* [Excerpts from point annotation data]
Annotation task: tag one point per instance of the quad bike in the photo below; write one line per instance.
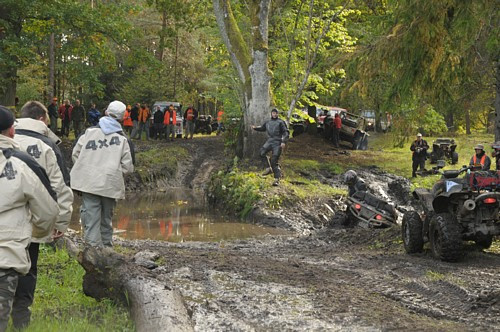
(455, 210)
(444, 148)
(369, 211)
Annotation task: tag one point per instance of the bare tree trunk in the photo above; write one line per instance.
(161, 45)
(52, 87)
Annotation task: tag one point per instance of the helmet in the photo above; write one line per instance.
(350, 176)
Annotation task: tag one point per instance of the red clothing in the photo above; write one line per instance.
(168, 117)
(63, 112)
(337, 122)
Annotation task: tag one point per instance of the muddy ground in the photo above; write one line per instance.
(325, 277)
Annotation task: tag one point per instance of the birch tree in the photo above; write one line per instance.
(250, 58)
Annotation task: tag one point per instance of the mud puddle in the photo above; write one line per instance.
(180, 215)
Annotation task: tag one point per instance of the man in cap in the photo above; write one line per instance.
(480, 158)
(496, 153)
(419, 148)
(53, 115)
(277, 136)
(101, 156)
(32, 136)
(28, 208)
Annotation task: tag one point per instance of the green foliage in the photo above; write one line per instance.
(61, 305)
(236, 191)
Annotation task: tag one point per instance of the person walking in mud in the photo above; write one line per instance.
(419, 148)
(101, 156)
(480, 158)
(277, 133)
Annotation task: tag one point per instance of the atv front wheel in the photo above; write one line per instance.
(484, 241)
(411, 230)
(445, 237)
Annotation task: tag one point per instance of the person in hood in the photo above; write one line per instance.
(101, 156)
(480, 158)
(32, 136)
(28, 208)
(277, 136)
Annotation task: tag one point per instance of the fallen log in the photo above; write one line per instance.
(153, 305)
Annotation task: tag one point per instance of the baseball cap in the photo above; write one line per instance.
(6, 118)
(116, 109)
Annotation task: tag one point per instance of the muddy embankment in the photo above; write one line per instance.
(322, 277)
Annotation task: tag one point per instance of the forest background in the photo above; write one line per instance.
(433, 65)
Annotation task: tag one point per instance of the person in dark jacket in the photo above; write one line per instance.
(354, 183)
(419, 148)
(53, 114)
(277, 133)
(480, 158)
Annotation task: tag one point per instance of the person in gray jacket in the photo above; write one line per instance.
(277, 136)
(28, 208)
(31, 135)
(101, 156)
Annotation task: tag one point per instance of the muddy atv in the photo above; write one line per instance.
(444, 148)
(369, 211)
(454, 211)
(352, 129)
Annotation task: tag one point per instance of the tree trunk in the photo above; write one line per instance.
(153, 305)
(497, 103)
(52, 87)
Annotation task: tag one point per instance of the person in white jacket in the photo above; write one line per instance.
(101, 156)
(32, 136)
(28, 208)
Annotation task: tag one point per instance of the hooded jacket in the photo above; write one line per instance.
(101, 156)
(28, 132)
(28, 206)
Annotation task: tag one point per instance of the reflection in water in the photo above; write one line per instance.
(177, 216)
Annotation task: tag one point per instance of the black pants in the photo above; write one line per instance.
(417, 162)
(275, 147)
(25, 291)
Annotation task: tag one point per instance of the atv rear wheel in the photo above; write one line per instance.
(445, 236)
(411, 230)
(484, 241)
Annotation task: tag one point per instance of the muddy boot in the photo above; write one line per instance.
(267, 171)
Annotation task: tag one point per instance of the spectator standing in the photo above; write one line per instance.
(170, 121)
(190, 117)
(144, 115)
(78, 118)
(53, 115)
(134, 115)
(337, 125)
(101, 156)
(28, 208)
(128, 125)
(65, 115)
(93, 116)
(31, 131)
(158, 123)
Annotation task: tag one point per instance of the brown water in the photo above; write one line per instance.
(176, 216)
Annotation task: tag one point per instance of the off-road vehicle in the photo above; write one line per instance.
(454, 211)
(444, 148)
(352, 129)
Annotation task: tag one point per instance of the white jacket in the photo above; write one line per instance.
(46, 157)
(101, 157)
(27, 206)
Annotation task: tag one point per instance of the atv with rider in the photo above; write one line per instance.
(444, 148)
(454, 211)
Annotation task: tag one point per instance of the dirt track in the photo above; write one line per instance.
(333, 279)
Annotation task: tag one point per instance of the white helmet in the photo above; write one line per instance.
(350, 176)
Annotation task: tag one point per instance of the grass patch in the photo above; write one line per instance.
(161, 159)
(61, 305)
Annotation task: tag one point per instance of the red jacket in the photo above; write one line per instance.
(166, 119)
(62, 112)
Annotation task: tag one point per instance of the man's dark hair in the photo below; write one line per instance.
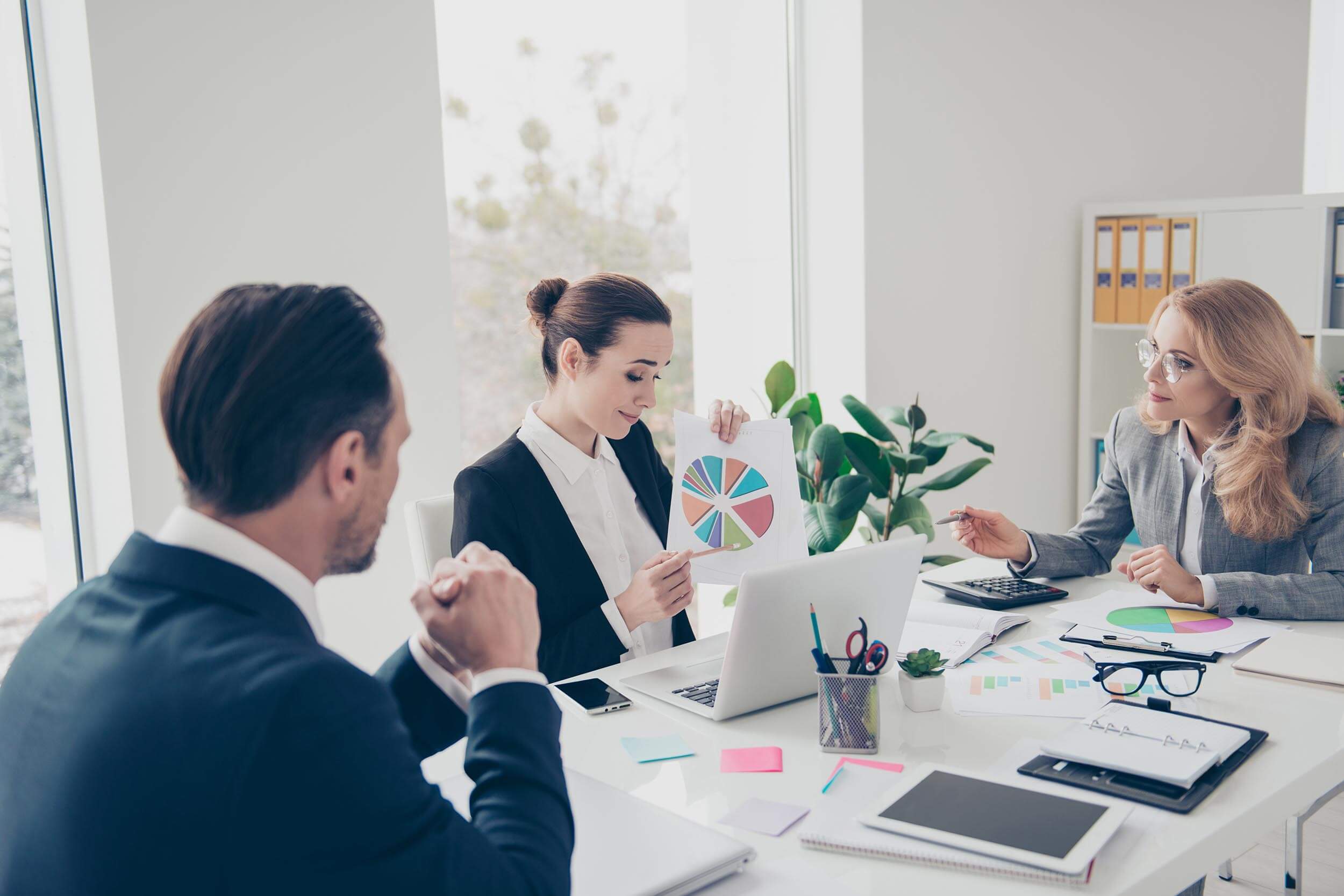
(262, 382)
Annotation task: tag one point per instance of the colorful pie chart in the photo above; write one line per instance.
(1167, 621)
(726, 501)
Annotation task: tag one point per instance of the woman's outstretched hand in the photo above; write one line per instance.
(991, 534)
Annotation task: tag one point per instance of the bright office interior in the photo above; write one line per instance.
(889, 195)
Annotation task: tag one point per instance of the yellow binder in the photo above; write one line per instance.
(1183, 253)
(1155, 264)
(1127, 295)
(1105, 280)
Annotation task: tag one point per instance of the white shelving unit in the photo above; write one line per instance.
(1285, 245)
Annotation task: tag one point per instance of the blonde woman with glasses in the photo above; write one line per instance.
(1229, 465)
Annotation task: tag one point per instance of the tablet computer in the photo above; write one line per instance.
(1028, 827)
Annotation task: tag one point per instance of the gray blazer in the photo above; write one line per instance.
(1143, 485)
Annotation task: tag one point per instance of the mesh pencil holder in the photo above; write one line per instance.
(847, 712)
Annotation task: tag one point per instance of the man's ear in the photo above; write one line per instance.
(569, 359)
(343, 467)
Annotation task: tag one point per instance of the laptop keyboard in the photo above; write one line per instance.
(703, 693)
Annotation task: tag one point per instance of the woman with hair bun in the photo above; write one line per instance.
(1229, 465)
(578, 497)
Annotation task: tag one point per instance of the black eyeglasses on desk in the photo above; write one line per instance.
(1124, 679)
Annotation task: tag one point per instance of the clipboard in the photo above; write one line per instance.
(1139, 644)
(1146, 790)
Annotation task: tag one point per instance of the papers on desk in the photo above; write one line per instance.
(1057, 691)
(1155, 618)
(1152, 744)
(956, 632)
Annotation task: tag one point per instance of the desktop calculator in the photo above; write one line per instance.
(1000, 593)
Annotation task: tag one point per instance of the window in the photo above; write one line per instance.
(649, 139)
(38, 550)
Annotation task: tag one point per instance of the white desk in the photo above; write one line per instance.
(1303, 758)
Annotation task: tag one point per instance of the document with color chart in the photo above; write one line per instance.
(745, 493)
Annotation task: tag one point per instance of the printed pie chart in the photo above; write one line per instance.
(726, 501)
(1167, 620)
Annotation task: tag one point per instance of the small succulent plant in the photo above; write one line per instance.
(923, 663)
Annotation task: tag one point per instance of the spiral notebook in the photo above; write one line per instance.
(832, 827)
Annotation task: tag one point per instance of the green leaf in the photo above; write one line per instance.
(944, 440)
(906, 464)
(778, 386)
(870, 422)
(912, 511)
(847, 494)
(803, 428)
(931, 453)
(866, 458)
(916, 418)
(805, 489)
(953, 477)
(826, 528)
(827, 444)
(894, 414)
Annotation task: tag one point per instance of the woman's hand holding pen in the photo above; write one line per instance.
(660, 589)
(1156, 569)
(726, 420)
(991, 534)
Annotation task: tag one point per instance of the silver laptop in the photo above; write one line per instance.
(627, 847)
(769, 658)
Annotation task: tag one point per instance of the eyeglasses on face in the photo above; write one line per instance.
(1174, 366)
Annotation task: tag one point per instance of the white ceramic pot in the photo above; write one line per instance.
(923, 693)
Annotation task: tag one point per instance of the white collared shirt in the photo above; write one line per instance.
(606, 516)
(1199, 477)
(187, 528)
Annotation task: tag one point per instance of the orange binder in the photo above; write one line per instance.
(1105, 280)
(1183, 253)
(1127, 295)
(1155, 265)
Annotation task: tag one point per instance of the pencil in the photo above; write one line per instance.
(726, 547)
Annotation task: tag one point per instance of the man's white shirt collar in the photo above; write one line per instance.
(187, 528)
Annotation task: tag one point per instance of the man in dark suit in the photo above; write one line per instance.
(176, 726)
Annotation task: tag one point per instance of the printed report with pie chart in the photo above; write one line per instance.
(1157, 618)
(745, 493)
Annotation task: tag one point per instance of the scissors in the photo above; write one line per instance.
(871, 657)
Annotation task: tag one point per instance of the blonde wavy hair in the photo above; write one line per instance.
(1253, 351)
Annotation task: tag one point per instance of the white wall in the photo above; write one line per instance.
(987, 127)
(1323, 164)
(256, 141)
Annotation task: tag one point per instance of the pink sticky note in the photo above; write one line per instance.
(752, 759)
(869, 763)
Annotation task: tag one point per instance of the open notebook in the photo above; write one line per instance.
(832, 827)
(1152, 744)
(956, 632)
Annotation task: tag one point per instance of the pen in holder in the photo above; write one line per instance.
(847, 712)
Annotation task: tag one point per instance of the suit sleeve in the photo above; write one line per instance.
(484, 512)
(1092, 544)
(335, 801)
(433, 720)
(1302, 596)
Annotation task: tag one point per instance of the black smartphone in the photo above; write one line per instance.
(595, 695)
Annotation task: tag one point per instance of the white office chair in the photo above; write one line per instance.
(429, 527)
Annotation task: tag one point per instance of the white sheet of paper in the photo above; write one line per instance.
(1181, 625)
(741, 493)
(765, 817)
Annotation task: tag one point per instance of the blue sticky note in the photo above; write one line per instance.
(656, 749)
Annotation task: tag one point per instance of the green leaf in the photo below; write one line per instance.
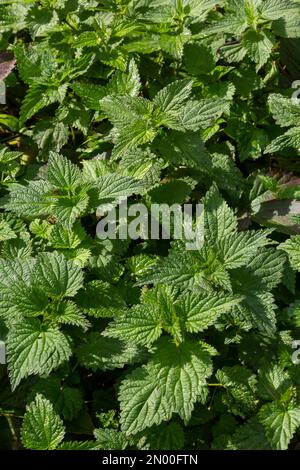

* [Exercise instructions] Pick out every line in the material above that contains the word "wheel", and copy each one. Case counts.

* [Output]
Annotation task: tag one point per instance of the atv front wheel in the photo above; write one line per instance.
Annotation task: tag one point per instance of the atv rear wheel in the photo above; write one line per instance.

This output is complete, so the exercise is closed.